§ **CONSIGNE 1**:
Extrayez des enregistrements chaque ligne où figure le mot « beanie ».

§ **TEXTE EXTRAIT**:

La gestion par consensus est aujourd’hui très à la mode et une qualité exigée de tous les décideurs. Mais, comment arriver à développer un consensus efficace qui fait que les parties prenantes s’engagent, condition essentielle pour assurer le succès de toute décision ou projet ? 

Rédigé par Yves-C GAGNON - Mis à jour le 22/04/2022

Qu'est-ce que la gestion par consensus ?

Le développement du plus large consensus possible au sein des parties prenantes est non seulement valorisé par les experts, mais souvent imposé par des lois ou inscrit dans les contrats types des différents bailleurs de fonds. On parle de décision ou projet partagé, de lean management , d’entreprises socialement responsable, de gouvernance négociée, d’acceptabilité sociale, de développement durable, d’optimisation de l’action publique, etc.

Même pour obtenir une certification de qualité ISO, les organisations doivent démontrer qu’elles comprennent et prennent en compte les enjeux [1] des parties prenantes dans toutes leurs décisions et activités. Cela n’est pas très surprenant, car comment prétendre faire de la qualité sans tenir compte du point de vue, des attentes et, surtout, des savoirs singuliers de chaque partie intéressée.

Par partie prenante ou intéressée, on entend une personne ou un groupe, organisé ou non, interne ou externe à l’entreprise, qui peut soit influer sur une décision ou une activité, soit être affecté ou s’estimer affectée par elle (ISO9001). Cette dernière mention «  s’estimer affectée  » renvoie directement à la perception, par essence incontrôlable par un porteur de dossier. De plus, qui dit perception dit représentation personnalisée et particulière engendrant instantanément une émotion, une réaction affective.

La gestion par consensus loin d’être une pratique répandue

Peu de décideurs ou d’entreprises ont une approche formelle lorsque vient le temps d’interagir avec les parties prenantes pour développer un consensus efficace. Demandez-leur de vous montrer leur guide ou lignes directrices pour ce faire et vous allez voir leur visage s’allonger!

La plupart du temps, chacun s’appuie sur ses dons de communicateur et son leadership pour essayer de susciter l’engagement des parties prenantes. Bien qu’elles soient fort utiles, les aptitudes interpersonnelles sont loin d’être suffisantes. C’est d’ailleurs ce qui contribue sans doute à expliquer que la démarche s’amorce presque toujours trop tardivement, lors de l’identification ou la promotion d’une solution et non pas pour définir le problème ou le projet comme cela devrait. Pourtant, même Albert Einstein insistait sur le fait que la bonne solution se trouve dans la façon de poser le problème, de le formuler. Il va plus loin en affirmant qu’un problème sans solution et un problème mal posé.

§ **CONSIGNE 2**:
Traduisez en anglais cette phrase de l'article sur la gestion par consensus : « Peu de décideurs ou d’entreprises ont une approche formelle lorsque vient le temps d’interagir avec les parties prenantes pour développer un consensus efficace. »

§ **DONNÉES FOURNIES**:

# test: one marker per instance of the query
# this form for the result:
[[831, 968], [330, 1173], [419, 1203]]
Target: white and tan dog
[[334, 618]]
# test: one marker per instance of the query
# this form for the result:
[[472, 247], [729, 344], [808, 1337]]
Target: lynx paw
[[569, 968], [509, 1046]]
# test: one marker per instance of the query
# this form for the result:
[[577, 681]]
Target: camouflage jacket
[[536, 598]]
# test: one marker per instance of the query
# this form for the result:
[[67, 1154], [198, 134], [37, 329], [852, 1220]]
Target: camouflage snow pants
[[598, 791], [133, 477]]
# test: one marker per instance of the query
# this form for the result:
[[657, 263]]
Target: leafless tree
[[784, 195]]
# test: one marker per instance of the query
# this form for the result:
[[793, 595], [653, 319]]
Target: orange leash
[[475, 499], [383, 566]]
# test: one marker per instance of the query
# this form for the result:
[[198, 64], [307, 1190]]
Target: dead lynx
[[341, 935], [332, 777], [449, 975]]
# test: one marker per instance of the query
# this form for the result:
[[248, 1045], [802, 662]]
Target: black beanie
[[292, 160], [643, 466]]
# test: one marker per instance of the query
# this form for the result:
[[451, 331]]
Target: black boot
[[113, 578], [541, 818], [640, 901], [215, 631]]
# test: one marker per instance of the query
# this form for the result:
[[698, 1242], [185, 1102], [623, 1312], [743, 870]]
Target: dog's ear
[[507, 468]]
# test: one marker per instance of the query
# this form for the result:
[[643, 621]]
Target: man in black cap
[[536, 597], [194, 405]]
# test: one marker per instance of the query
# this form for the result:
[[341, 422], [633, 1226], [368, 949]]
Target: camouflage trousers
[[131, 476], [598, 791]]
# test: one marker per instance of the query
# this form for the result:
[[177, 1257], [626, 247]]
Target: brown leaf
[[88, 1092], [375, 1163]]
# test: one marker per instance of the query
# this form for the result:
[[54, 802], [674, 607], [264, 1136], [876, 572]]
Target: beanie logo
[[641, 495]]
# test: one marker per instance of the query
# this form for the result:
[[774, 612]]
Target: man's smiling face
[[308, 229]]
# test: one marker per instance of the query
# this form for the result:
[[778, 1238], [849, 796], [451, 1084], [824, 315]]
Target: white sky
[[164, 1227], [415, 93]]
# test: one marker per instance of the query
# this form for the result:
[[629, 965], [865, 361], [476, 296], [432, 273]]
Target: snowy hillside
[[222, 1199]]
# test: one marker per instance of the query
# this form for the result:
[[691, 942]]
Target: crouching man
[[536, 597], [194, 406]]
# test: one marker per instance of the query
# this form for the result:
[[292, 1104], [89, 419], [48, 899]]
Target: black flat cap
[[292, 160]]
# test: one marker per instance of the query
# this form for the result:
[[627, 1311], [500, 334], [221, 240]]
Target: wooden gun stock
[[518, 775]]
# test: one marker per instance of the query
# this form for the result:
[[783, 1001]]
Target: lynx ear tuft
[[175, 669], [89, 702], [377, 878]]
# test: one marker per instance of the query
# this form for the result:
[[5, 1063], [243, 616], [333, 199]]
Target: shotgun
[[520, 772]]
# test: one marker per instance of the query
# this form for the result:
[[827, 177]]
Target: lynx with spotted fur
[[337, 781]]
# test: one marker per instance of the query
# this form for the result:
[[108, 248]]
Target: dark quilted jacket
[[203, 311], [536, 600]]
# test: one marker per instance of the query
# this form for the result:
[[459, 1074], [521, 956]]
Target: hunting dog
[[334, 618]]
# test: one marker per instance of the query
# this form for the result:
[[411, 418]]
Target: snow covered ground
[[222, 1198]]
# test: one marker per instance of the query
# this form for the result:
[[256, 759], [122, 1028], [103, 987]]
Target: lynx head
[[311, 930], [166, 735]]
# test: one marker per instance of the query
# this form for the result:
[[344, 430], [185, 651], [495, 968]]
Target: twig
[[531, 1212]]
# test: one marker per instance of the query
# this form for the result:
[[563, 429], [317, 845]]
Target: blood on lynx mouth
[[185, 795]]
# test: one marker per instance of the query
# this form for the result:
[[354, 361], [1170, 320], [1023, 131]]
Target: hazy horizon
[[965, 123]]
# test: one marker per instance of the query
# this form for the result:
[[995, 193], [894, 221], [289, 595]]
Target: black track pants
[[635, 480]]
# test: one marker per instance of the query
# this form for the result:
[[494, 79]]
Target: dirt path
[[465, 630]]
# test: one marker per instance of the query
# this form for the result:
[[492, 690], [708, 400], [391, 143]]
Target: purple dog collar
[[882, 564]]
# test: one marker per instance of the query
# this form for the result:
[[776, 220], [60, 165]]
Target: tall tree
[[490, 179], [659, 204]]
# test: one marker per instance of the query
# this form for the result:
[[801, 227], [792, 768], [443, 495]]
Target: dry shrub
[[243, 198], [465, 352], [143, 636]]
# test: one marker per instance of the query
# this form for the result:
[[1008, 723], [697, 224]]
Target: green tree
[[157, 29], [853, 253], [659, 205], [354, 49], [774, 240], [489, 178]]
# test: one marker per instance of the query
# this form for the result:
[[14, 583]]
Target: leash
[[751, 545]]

§ **RÉPONSE 1**:
Target: black beanie
Target: beanie logo

§ **RÉPONSE 2**:
Few decision-makers or companies take a formal approach when the time comes to interact with stakeholders in order to build an effective consensus.